Sergio Assad is perhaps best known as a performer, most often 
                  appearing with his brother Odair as the Duo Assad or the Assad 
                  Brothers. His family being thoroughly musical, Assad learnt 
                  the guitar as a child and was soon a very proficient instrumentalist; 
                  by his early teens he was already composing. He studied classical 
                  guitar with Monina Tavora and later was a student of conducting 
                  and composition at the Escola Nacional de Música in Rio 
                  de Janeiro. His musical interests cross many of the conventional 
                  boundaries - he is just as likely to draw on the classical tradition 
                  as on Latin American models or, for that matter, on jazz or 
                  folk music. As composer and/or performer he has worked with 
                  a remarkable range of artists, including the jazz saxophonist 
                  Paquito D’Rivera, Yo-Yo Ma, the Turtle Island String Quartet 
                  and the American-Italian violinist Nadja Salerno-Sonnenberg. 
                  Assad has made many successful arrangements for guitar (alone 
                  or in a chamber ensemble) of music by European composers, such 
                  as Debussy, Scarlatti and Rameau. He is, in short, a musician 
                  of wide knowledge and open-minded sensibility. Such qualities 
                  are well represented on this current disc.

» Data records:
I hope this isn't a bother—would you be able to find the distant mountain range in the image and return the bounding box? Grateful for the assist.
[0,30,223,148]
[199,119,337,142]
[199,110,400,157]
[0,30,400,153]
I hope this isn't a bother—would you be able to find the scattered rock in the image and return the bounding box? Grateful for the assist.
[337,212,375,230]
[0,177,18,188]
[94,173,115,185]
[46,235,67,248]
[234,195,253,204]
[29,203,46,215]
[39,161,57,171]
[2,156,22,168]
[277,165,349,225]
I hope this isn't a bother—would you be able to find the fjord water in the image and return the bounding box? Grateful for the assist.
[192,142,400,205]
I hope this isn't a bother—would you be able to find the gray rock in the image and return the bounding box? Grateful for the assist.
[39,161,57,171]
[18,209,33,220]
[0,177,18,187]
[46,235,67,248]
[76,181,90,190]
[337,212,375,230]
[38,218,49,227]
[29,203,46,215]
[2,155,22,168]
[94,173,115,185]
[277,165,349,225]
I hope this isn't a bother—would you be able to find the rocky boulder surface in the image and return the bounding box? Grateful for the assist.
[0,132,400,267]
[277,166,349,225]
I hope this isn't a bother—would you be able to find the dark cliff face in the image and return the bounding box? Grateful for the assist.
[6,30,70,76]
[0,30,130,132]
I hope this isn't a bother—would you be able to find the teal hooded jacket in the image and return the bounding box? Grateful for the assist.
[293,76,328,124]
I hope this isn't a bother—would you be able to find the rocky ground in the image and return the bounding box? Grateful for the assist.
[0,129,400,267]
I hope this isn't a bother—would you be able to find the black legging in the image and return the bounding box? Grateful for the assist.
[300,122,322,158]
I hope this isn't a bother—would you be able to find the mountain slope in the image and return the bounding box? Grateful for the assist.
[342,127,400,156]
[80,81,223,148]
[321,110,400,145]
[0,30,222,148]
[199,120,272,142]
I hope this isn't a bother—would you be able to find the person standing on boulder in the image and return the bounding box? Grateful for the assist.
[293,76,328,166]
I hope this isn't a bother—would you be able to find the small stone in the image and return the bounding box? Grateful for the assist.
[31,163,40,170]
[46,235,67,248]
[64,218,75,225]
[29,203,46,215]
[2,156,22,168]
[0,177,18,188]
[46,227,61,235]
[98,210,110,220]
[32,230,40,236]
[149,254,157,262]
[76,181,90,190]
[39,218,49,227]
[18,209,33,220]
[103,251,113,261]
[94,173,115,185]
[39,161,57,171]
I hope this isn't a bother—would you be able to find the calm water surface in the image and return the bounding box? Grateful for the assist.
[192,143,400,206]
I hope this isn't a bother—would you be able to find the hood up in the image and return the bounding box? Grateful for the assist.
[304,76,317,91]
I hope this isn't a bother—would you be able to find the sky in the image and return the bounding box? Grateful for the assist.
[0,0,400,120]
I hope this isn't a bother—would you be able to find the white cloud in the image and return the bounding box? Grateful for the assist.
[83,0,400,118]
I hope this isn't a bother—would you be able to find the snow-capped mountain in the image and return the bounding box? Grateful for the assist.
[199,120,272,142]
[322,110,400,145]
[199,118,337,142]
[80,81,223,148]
==
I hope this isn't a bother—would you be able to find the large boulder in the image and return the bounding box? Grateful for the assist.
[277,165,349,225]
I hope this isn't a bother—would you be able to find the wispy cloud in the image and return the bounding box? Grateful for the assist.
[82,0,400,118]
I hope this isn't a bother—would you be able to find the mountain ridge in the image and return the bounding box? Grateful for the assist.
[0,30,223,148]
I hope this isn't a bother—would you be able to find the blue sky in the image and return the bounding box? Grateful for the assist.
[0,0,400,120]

» Set of tasks:
**a)** In the passage on Sergio Assad, rewrite the paragraph beginning "Sergio Assad is perhaps best known" as a shorter version that keeps its main facts.
**b)** Reproduce the part of the passage on Sergio Assad that starts with "Assad has made" and goes on through "this current disc.".

» Solution list:
**a)** Sergio Assad is best known as a performer, usually with his brother Odair as the Duo Assad or the Assad Brothers. Raised in a musical family, he learned guitar as a child and was composing by his early teens. He studied classical guitar with Monina Tavora, then conducting and composition at the Escola Nacional de Música in Rio de Janeiro. He draws on classical, Latin American, jazz and folk music. He has worked with artists such as Paquito D'Rivera, Yo-Yo Ma, the Turtle Island String Quartet and Nadja Salerno-Sonnenberg. He has also arranged music by Debussy, Scarlatti and Rameau for guitar, solo or in chamber ensemble. He is a widely knowledgeable, open-minded musician, and these qualities show on this disc.

**b)**
Assad has made many successful arrangements for guitar (alone 
                  or in a chamber ensemble) of music by European composers, such 
                  as Debussy, Scarlatti and Rameau. He is, in short, a musician 
                  of wide knowledge and open-minded sensibility. Such qualities 
                  are well represented on this current disc.